[Task input]
»»

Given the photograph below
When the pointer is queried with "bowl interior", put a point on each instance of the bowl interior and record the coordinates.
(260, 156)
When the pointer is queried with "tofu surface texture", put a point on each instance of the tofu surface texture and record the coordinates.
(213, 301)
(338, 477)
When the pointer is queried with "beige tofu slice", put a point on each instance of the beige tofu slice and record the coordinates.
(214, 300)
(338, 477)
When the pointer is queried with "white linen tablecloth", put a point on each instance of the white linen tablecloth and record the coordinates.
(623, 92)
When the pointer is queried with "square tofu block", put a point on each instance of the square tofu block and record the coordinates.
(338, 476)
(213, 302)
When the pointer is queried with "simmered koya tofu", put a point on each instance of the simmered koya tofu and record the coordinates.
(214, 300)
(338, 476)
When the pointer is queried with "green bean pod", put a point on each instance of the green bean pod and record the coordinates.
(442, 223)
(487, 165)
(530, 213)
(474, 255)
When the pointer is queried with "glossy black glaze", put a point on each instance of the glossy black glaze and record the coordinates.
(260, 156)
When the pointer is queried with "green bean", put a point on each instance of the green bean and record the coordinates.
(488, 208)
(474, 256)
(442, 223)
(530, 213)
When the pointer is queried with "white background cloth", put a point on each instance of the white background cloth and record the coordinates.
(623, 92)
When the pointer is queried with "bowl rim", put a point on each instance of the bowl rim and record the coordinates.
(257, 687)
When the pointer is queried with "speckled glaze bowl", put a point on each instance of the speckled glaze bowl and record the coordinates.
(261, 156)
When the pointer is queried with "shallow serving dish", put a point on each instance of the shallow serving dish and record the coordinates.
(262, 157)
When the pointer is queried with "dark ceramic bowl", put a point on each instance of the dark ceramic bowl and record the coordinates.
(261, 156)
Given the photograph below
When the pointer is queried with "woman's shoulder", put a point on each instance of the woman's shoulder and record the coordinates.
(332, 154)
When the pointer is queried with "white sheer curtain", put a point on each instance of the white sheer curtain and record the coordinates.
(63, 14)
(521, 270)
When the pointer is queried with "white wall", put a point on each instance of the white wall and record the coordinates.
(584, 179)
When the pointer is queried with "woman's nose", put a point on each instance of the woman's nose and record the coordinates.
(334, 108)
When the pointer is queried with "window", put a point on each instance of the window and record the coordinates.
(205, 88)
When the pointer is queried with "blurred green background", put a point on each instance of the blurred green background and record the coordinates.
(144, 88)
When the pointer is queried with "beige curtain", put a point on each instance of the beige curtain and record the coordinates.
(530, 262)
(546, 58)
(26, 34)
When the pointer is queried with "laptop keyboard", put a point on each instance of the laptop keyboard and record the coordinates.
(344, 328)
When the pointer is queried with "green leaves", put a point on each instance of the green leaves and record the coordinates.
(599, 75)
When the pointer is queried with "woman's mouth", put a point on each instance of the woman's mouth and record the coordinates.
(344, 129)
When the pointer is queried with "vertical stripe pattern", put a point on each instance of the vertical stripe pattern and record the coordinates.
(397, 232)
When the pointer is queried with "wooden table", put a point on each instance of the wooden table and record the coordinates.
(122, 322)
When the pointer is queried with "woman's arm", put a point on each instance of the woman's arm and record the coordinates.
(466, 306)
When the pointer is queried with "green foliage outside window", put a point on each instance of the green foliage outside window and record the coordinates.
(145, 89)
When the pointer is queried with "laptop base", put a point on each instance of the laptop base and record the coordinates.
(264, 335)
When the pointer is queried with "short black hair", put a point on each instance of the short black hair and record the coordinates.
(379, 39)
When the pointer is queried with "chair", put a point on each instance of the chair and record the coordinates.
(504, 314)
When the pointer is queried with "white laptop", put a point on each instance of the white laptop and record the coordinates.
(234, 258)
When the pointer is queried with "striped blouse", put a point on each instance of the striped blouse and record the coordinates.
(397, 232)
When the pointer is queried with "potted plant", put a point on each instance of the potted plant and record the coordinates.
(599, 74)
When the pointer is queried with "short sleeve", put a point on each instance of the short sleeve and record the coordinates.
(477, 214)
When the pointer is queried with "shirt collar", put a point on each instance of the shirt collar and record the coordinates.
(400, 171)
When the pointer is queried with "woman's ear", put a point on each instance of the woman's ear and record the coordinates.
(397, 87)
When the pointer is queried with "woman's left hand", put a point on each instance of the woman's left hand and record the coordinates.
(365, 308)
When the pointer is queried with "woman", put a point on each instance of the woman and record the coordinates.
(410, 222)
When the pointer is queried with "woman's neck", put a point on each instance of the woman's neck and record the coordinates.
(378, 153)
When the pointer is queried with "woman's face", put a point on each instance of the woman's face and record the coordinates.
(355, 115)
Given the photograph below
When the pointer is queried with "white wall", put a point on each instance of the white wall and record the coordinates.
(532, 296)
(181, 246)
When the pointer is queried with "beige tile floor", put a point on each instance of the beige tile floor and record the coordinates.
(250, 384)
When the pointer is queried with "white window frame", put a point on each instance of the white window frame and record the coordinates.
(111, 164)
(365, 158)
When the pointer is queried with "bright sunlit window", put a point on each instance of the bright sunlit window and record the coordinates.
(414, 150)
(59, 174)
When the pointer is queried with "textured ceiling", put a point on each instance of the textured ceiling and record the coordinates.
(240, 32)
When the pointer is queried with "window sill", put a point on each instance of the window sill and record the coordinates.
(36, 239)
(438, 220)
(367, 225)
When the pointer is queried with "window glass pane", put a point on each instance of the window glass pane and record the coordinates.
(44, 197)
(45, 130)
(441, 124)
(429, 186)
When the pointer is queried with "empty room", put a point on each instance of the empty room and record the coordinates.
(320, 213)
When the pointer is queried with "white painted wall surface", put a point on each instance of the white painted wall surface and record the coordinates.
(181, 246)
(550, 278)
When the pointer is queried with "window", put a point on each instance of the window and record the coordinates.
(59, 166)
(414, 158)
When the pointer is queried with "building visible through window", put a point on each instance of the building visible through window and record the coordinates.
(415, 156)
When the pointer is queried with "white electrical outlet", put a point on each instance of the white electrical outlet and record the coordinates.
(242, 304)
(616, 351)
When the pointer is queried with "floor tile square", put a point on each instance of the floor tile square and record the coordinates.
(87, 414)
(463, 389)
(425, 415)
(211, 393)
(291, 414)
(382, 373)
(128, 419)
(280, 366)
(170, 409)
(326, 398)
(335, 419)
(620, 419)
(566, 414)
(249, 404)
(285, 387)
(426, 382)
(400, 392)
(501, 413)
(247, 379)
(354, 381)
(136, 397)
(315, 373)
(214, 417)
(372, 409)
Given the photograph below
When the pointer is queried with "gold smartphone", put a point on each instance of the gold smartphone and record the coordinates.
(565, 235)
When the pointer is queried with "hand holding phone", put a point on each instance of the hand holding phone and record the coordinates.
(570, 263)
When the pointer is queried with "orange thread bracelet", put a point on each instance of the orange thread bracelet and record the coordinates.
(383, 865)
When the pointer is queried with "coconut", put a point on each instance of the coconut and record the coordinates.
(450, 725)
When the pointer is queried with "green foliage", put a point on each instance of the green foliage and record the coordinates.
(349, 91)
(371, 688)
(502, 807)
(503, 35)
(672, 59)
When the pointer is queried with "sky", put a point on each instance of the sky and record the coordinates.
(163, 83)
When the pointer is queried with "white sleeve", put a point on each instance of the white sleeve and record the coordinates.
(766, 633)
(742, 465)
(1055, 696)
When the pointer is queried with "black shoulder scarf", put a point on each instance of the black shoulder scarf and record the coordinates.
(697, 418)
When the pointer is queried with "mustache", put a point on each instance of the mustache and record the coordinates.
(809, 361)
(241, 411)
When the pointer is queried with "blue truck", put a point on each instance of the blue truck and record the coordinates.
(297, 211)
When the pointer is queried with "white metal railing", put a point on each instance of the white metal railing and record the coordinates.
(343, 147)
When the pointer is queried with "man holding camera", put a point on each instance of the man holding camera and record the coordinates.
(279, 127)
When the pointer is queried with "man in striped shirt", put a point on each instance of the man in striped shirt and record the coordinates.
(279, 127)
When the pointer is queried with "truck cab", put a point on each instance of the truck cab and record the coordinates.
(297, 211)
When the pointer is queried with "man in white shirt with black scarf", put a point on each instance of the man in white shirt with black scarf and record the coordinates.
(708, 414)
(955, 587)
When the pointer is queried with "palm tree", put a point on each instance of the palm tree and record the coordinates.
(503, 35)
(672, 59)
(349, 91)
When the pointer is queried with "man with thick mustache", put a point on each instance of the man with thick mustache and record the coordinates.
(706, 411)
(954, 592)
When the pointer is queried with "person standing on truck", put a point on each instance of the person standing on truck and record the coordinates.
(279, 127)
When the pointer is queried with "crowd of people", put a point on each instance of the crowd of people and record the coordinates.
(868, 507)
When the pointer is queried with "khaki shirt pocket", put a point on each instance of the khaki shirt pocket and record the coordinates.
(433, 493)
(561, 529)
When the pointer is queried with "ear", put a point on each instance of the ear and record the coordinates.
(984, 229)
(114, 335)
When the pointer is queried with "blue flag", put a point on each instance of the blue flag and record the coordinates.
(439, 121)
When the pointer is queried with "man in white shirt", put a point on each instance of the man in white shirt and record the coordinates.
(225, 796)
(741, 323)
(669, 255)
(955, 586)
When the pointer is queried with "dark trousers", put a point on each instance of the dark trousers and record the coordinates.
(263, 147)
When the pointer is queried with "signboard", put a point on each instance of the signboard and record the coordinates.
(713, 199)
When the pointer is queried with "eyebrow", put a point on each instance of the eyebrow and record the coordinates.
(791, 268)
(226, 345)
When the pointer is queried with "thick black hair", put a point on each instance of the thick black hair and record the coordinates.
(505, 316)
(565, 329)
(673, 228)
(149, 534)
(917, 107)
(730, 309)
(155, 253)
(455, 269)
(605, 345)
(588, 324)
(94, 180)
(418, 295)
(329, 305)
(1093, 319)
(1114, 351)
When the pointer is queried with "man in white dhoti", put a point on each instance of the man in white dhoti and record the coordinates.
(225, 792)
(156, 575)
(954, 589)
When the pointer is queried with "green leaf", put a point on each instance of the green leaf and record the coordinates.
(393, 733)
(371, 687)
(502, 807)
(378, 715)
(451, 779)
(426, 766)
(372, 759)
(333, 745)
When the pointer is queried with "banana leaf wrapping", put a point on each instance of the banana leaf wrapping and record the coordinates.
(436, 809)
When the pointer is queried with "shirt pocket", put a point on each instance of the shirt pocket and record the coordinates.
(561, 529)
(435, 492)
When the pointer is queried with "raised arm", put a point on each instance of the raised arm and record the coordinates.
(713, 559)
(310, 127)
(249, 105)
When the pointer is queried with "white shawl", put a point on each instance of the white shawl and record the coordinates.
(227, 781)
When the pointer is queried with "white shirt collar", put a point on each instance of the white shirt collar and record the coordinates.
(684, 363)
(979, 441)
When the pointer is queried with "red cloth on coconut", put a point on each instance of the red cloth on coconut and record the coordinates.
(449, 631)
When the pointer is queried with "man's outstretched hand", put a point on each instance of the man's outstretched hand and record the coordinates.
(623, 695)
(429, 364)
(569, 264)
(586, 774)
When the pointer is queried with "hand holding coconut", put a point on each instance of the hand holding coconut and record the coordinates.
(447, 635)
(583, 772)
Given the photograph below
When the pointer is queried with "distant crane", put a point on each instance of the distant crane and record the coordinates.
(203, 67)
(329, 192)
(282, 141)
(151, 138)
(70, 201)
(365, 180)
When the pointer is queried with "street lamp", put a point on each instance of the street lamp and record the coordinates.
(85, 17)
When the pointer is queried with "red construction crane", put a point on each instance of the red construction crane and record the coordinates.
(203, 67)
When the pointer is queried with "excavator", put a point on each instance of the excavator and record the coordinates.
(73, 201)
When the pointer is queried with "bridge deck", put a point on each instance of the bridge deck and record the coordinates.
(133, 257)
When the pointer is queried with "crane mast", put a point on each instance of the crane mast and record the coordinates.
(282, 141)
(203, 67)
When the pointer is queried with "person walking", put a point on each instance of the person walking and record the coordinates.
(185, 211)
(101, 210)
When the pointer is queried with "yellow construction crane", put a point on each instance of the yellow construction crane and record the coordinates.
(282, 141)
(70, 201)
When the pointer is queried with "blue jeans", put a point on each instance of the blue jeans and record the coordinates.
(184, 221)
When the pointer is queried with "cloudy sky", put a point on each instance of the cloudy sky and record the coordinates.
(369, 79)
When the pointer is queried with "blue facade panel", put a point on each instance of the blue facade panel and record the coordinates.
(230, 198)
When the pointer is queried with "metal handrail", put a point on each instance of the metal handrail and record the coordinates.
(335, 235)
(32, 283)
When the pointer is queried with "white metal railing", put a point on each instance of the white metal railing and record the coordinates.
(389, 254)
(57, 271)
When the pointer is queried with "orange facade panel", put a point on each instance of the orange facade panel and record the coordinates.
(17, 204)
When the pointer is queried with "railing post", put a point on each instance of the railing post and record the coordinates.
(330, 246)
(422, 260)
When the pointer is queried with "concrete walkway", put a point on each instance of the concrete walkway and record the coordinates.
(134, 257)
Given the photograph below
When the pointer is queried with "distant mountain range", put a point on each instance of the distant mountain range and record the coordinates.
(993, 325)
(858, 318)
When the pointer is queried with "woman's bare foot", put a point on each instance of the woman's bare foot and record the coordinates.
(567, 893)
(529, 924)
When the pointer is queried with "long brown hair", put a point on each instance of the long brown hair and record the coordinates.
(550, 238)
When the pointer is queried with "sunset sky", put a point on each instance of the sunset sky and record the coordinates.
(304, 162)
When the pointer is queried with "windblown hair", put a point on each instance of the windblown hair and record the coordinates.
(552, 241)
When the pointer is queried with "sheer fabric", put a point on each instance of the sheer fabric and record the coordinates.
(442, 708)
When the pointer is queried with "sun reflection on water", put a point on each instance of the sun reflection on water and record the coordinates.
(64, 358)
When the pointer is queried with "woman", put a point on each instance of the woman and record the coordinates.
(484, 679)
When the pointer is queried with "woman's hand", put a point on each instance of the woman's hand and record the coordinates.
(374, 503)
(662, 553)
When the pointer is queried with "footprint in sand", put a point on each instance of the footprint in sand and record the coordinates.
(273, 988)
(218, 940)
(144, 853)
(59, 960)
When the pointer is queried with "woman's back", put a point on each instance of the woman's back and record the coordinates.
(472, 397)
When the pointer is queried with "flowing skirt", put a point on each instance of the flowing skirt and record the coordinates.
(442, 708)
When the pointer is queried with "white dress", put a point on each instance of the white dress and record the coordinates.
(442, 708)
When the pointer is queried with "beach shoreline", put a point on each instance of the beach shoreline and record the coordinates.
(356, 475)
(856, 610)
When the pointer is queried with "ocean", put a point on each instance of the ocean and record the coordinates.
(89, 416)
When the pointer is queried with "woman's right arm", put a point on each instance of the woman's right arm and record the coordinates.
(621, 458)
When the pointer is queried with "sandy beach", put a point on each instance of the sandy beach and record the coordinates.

««

[What you have to do] The line containing "back and record the coordinates." and every line after it, through the end of the records, should be repeated exactly and alone.

[Response to the exercise]
When the pointer is queried with "woman's back", put a point on each instance of the woman's back and record the coordinates.
(472, 397)
When the pointer is queried with "flowing skirt", put a point on each instance of the flowing skirt and record the coordinates.
(442, 708)
When the pointer is queried with "white dress", put a point on each instance of the white dress and record the coordinates.
(442, 708)
When the pointer is queried with "beach shoreline", put a point on each instance of the beach shoreline and record the coordinates.
(356, 475)
(856, 610)
When the pointer is queried with "ocean", put a point on each instance of the ocean and record the coordinates.
(89, 416)
When the pointer is queried with "woman's right arm", put a point on each instance of the woman's right arm and record the coordinates.
(621, 458)
When the pointer is queried with "sandy beach", put a point on each instance of the sandy beach and record the coordinates.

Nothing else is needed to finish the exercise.